# WRITTEN INSTRUCTION
Pull out every line below that contains the word "wall", treating uppercase and lowercase as different.

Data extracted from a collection
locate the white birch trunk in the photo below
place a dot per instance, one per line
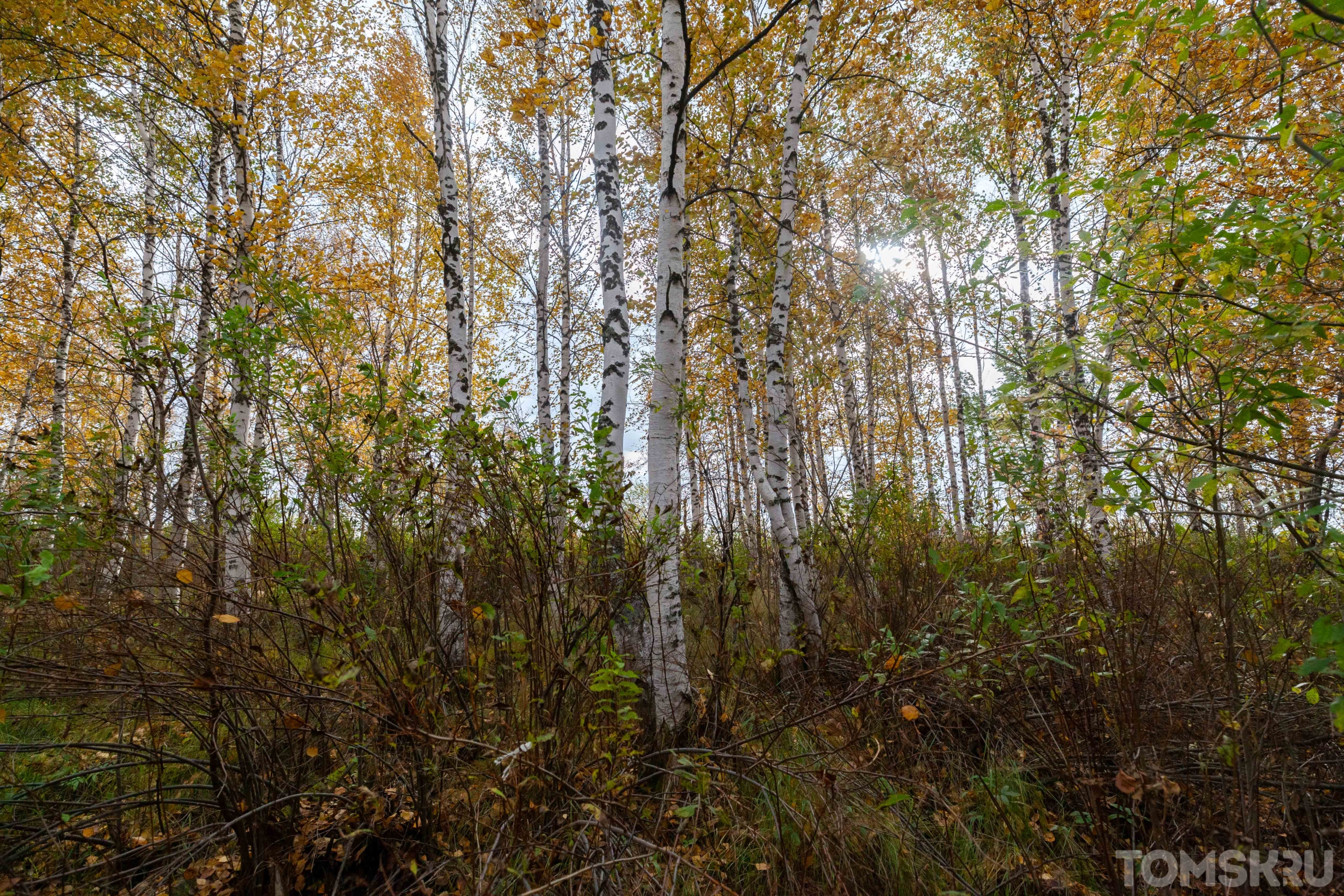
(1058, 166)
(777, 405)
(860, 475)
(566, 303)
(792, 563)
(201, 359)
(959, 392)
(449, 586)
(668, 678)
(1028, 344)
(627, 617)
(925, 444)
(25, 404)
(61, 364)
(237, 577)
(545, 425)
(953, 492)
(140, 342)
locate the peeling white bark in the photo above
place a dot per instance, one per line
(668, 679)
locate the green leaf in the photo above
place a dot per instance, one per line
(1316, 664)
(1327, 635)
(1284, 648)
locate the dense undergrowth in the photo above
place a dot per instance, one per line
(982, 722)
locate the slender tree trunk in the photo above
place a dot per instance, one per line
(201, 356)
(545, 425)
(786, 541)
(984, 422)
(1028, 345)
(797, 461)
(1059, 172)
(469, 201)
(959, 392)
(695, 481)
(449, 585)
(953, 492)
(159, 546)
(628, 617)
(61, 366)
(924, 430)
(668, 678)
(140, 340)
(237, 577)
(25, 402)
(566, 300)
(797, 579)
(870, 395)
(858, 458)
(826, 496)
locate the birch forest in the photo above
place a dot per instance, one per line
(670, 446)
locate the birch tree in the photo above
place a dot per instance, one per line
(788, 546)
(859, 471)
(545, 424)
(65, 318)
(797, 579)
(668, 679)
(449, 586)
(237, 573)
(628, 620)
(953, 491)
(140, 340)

...

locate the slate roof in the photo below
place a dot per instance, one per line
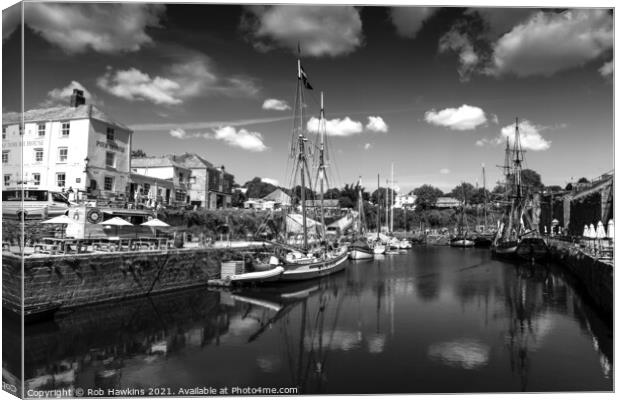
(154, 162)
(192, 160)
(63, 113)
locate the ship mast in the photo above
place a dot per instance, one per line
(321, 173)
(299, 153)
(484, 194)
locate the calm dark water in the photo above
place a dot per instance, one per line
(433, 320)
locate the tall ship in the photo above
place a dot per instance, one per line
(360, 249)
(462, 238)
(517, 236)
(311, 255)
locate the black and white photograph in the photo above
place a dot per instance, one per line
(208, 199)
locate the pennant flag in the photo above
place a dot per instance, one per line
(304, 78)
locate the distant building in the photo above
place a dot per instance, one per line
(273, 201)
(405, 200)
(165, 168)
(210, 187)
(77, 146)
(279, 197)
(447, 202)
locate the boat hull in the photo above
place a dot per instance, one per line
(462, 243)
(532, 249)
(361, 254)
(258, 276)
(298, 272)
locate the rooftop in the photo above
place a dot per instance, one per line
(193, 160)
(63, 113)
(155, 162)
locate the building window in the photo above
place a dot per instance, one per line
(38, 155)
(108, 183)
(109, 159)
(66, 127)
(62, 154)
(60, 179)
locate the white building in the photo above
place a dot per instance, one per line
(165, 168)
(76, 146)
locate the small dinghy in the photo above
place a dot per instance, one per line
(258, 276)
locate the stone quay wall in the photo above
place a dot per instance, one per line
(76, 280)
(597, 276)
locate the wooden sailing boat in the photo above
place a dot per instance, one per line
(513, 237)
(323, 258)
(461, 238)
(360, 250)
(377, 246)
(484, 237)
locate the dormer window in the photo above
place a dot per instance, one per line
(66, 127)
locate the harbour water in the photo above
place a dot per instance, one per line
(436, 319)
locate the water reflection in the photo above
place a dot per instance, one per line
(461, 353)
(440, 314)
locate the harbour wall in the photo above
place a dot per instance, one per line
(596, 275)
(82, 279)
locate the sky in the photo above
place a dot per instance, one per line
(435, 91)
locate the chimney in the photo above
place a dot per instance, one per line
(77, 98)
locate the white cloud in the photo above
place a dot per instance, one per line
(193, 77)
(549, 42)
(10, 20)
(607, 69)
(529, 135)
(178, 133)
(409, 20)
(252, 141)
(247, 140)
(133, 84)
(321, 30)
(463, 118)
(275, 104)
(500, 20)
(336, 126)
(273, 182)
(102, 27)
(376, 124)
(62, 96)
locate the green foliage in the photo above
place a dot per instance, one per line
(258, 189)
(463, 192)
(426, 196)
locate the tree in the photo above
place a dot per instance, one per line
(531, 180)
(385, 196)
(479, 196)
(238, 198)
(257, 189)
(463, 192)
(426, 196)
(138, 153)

# REPLY
locate the stone quay wall in the photo above
locate the harbour wall in the photo above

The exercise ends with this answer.